_DATA PROVIDED_:
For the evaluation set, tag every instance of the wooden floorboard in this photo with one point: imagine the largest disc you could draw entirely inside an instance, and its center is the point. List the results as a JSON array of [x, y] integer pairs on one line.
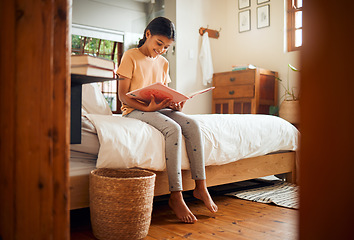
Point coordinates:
[[236, 219]]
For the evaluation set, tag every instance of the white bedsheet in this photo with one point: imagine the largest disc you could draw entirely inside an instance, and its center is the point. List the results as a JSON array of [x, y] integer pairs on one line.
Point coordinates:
[[126, 142]]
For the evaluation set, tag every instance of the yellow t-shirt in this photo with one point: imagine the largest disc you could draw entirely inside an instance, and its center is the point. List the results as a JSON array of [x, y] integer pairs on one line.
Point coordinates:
[[142, 71]]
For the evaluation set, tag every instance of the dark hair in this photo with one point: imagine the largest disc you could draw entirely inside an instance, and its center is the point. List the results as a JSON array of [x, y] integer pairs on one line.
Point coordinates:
[[160, 26]]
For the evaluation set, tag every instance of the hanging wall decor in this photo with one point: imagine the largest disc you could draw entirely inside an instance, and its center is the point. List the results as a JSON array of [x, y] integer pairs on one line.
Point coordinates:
[[243, 4]]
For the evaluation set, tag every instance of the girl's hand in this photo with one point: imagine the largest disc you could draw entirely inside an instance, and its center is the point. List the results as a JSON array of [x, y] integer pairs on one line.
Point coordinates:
[[177, 106], [153, 106]]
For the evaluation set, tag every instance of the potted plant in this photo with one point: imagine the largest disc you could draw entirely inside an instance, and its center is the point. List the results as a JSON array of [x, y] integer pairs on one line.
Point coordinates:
[[290, 108]]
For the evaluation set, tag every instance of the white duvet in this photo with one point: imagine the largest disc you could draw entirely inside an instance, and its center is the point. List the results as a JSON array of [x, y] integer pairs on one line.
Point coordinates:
[[127, 143]]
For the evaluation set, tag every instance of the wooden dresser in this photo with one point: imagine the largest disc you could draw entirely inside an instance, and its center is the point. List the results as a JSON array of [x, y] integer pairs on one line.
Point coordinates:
[[245, 91]]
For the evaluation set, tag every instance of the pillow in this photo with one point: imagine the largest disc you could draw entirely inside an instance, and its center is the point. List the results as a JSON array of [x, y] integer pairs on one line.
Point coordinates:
[[93, 101]]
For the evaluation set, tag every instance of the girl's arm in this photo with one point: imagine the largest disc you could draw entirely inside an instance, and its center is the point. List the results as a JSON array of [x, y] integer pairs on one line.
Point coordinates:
[[123, 88]]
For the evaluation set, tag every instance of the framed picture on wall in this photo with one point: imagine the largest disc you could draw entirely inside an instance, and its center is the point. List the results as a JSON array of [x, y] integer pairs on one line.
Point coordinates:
[[243, 4], [263, 16], [244, 21], [262, 1]]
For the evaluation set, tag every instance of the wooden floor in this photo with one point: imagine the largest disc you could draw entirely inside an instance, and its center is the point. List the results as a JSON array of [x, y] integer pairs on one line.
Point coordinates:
[[236, 219]]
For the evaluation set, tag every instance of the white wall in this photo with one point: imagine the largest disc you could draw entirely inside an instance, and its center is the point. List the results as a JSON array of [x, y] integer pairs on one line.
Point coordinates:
[[261, 47]]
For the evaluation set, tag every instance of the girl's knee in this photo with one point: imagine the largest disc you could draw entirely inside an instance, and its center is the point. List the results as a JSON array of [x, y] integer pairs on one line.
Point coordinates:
[[173, 127]]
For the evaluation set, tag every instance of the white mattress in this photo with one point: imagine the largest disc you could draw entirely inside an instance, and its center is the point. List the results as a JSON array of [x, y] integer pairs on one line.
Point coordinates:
[[127, 143]]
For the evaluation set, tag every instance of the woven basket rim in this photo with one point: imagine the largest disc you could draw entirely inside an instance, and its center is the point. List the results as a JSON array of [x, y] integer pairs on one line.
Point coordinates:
[[152, 174]]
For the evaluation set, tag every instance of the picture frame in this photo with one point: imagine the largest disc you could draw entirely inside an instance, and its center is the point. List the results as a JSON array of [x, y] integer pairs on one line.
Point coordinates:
[[262, 1], [244, 21], [263, 18], [244, 4]]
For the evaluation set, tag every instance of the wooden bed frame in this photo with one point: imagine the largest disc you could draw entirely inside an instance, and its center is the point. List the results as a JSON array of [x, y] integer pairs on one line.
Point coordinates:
[[241, 170]]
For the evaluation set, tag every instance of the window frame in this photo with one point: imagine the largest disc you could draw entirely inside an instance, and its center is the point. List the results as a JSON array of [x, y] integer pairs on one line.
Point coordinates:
[[116, 55], [291, 28]]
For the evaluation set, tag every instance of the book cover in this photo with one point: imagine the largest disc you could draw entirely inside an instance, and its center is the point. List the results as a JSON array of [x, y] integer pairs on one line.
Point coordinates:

_DIRECTIONS_:
Lay out the items above as a JSON list of strings, with one string for each line and no blank lines, and leave the pictures out.

_FULL ANSWER_:
[
  "For the evaluation set, tag every instance of the wooden floorboard in this photo with one point: imagine the largest disc you could draw entirely inside an instance, and its center is the point. List the results as a JSON array of [x, y] integer pairs on one line.",
  "Point coordinates:",
  "[[236, 219]]",
  "For the evaluation set, tag every instance of the white bedsheet in this photo with one point: imagine the largest disc you could draw entirely inside an instance, and its center is the point. List the results as a JSON array of [x, y] integer pairs on one line.",
  "Point coordinates:",
  "[[126, 142]]",
  "For the evaluation set, tag every instance of the yellow t-shirt in this photo with one point: imagine the largest disc you could draw entirely inside an instance, and its center is the point. List the results as a JSON array of [x, y] integer pairs on one line.",
  "Point coordinates:",
  "[[142, 71]]",
  "For the evaluation set, tag every instance of the dark hair in this photo with one point: imagine the largest disc you could draw entirely inside an instance, and its center is the point. List the results as a JSON array of [x, y] integer pairs on one line.",
  "Point coordinates:",
  "[[160, 26]]",
  "For the evaluation set, tag every instance of the hanging wall decor in this photo with one point: imagine the largest disc you could draw entirely inside an instance, and its center is the point. List the results as a JSON array of [x, y] integer pairs on one line.",
  "Point coordinates:",
  "[[243, 4]]",
  "For the evaluation set, tag every instance of the girl's hand in this photo with one point: imagine the largest disc you could draw entirely inside an instance, and its center is the point. List the results as a JSON array of [x, y] integer pairs on one line.",
  "Point coordinates:",
  "[[177, 106], [153, 106]]",
  "For the evaluation set, tag every instance of the potted plant in this photo with one point: imagine the largest disc you could draw entirely inside an instance, and its center is the point. List the results as a JSON array of [x, y] integer pairs on one line.",
  "Point coordinates:",
  "[[290, 108]]",
  "For the evaluation set, tag every instance of the white duvet in this photo with one point: imagine the largest disc you could draw entirely inside an instance, and its center is the point. List the results as a JSON array of [x, y] integer pairs on one line.",
  "Point coordinates:",
  "[[127, 143]]",
  "For the evaluation set, tag every instance of the wooden dresser in this photo with one point: imagine the largest disc you could draw entirely inside an instance, and its center is the point. List the results as a JSON array of [x, y] integer pairs on one line.",
  "Point coordinates:",
  "[[245, 91]]",
  "For the evaluation set, tag every instance of the pillow in this photo with one point: imagine the largest disc you could draw entirely inside an instance, and its center is the point. List the results as a JSON array of [x, y] integer pairs on one line.",
  "Point coordinates:",
  "[[93, 101]]",
  "For the evaluation set, tag every instance of the girl's arm in this photo with one point: imagine the largest disc you could draw entirely inside an instance, and its center is the point. List the results as a JSON array of [x, y] integer pairs on one line.",
  "Point coordinates:",
  "[[123, 88]]",
  "For the evaluation set, tag every instance of the framed picture on wall in this photo with one point: imagine the largest disc you could draw entirely inside an instance, and its center is the point. List the results as a JSON array of [x, y] integer pairs on one line.",
  "Point coordinates:",
  "[[243, 4], [263, 16], [244, 21], [262, 1]]",
  "For the evaluation set, tag every instance of the wooden floor in this photo with one point: imagine the largest disc you could draw entirely inside an instance, and its center is the point. List the results as a JSON array of [x, y] integer pairs on one line.",
  "Point coordinates:",
  "[[236, 219]]",
  "For the evaluation set, tag every instance of the white wall in this photo with one point: imagine the largest disc you could draw entirely inside an instance, and its center is the point. List the results as a JSON array of [x, y] integer pairs on one line.",
  "Point coordinates:",
  "[[261, 47]]",
  "For the evaluation set, tag every instance of the girl's knee in this photo with one point: imagine the largest disc you could draw entirely inside an instance, and its center is the point. List the results as a JSON array of [x, y] integer pairs on one line.",
  "Point coordinates:",
  "[[173, 127]]",
  "For the evaluation set, tag every instance of the white mattress in this photo with one point: imagine the largest disc you could draw entirely inside an instance, and its center is the point. List the results as a JSON array of [x, y] integer pairs on one line.",
  "Point coordinates:",
  "[[127, 143]]",
  "For the evaluation set, tag every instance of the woven basket rim in this photo with one point: imagine the largest disc you could draw entirely inside an instance, and its center is the point. List the results as a JSON array of [x, y] integer pairs on one line.",
  "Point coordinates:",
  "[[152, 174]]",
  "For the evaluation set, tag every instance of the picture frame in this photo with one point: imagine the largest disc you could draw entirely inside an instance, and its center is the point. List the results as a JSON array of [x, y] integer pairs on one line.",
  "Point coordinates:",
  "[[262, 1], [244, 21], [263, 18], [244, 4]]",
  "For the evaluation set, tag every instance of the wooden bed frame in this photo with one point: imagine the largest disc you could draw entirely inside an instance, and its center is the point. List the results as a JSON array of [x, y] integer pairs on one line.",
  "Point coordinates:",
  "[[241, 170]]",
  "For the evaluation set, tag every instance of the window frame in this photo with one point: imagine the largest disc you could draw entirely inside an instance, and its center is the point. List the results as a JSON array of [x, y] integer pairs on one line.",
  "Point coordinates:",
  "[[116, 55], [291, 28]]",
  "For the evaluation set, tag every instance of the book cover in this photo with one point: imagine the largest disc you could draw entirely inside an instance, and its center is the point. List the results as a JSON array of [x, y] integer pairs on one line.",
  "Point coordinates:"
]